INFORMATION SUPPLIED:

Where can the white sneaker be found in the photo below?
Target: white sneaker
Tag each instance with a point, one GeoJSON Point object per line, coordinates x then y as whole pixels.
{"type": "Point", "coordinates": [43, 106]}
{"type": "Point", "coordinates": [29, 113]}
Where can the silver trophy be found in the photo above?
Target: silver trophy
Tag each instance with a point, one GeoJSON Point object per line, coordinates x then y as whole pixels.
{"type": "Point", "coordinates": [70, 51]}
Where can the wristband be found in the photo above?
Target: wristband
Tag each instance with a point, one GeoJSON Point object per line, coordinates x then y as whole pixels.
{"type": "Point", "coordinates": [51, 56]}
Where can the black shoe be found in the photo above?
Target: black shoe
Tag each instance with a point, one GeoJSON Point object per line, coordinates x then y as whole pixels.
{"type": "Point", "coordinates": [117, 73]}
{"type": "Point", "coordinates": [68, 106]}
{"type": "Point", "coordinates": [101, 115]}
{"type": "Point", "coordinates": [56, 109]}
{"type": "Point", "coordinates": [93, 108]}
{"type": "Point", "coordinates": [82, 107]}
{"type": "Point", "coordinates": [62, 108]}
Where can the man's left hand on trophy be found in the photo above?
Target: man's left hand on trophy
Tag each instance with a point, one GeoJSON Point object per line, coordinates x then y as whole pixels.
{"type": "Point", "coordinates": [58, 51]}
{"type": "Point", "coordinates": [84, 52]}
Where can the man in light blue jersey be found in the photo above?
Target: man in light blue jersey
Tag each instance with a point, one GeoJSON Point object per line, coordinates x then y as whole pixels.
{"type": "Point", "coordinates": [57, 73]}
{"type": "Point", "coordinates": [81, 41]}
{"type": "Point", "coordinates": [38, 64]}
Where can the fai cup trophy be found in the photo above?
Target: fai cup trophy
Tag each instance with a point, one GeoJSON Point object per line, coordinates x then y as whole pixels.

YOUR TASK: Render every line of the entries above as a JSON list of strings, one string per line, leaving out blank lines.

OUTPUT OF THE TASK:
[
  "Where can the white sneaker be found in the photo below?",
  "Target: white sneaker",
  "Tag each instance with a point, one GeoJSON Point object per line, coordinates x then y as whole pixels.",
  "{\"type\": \"Point\", \"coordinates\": [43, 106]}",
  "{\"type\": \"Point\", \"coordinates\": [29, 113]}",
  "Where can the silver trophy be found in the photo above?",
  "Target: silver trophy",
  "Tag each instance with a point, one GeoJSON Point object per line, coordinates x then y as whole pixels.",
  "{\"type\": \"Point\", \"coordinates\": [70, 51]}",
  "Where can the wristband be found in the photo above?",
  "Target: wristband",
  "Tag each instance with a point, one GeoJSON Point object per line, coordinates x then y as whole pixels.",
  "{\"type\": \"Point\", \"coordinates\": [51, 56]}",
  "Where can the black shoe be found in the photo above?",
  "Target: black shoe",
  "Tag each instance with a point, one GeoJSON Point object per line, coordinates x then y as whole pixels.",
  "{\"type\": \"Point\", \"coordinates\": [117, 73]}",
  "{\"type\": \"Point\", \"coordinates\": [68, 106]}",
  "{\"type\": \"Point\", \"coordinates\": [101, 115]}",
  "{\"type\": \"Point\", \"coordinates\": [56, 109]}",
  "{\"type\": \"Point\", \"coordinates\": [93, 108]}",
  "{\"type\": \"Point\", \"coordinates\": [82, 107]}",
  "{\"type\": \"Point\", \"coordinates\": [62, 108]}",
  "Where can the man's left hand on trophy be found in the photo above?",
  "Target: man's left hand on trophy",
  "Tag each instance with a point, one GeoJSON Point object per line, coordinates x then y as whole pixels.",
  "{\"type\": \"Point\", \"coordinates\": [58, 51]}",
  "{\"type\": \"Point\", \"coordinates\": [84, 52]}",
  "Where can the man in light blue jersey be found in the photo above?",
  "Target: man in light blue jersey",
  "Tag each instance with a point, one GeoJSON Point object per line, coordinates x then y as whole pixels.",
  "{\"type\": \"Point\", \"coordinates\": [57, 73]}",
  "{\"type\": \"Point\", \"coordinates\": [81, 41]}",
  "{\"type\": \"Point\", \"coordinates\": [38, 64]}",
  "Where can the fai cup trophy be found in the photo above?",
  "Target: fai cup trophy",
  "Tag each instance with a point, one GeoJSON Point object per line, coordinates x then y as whole pixels."
]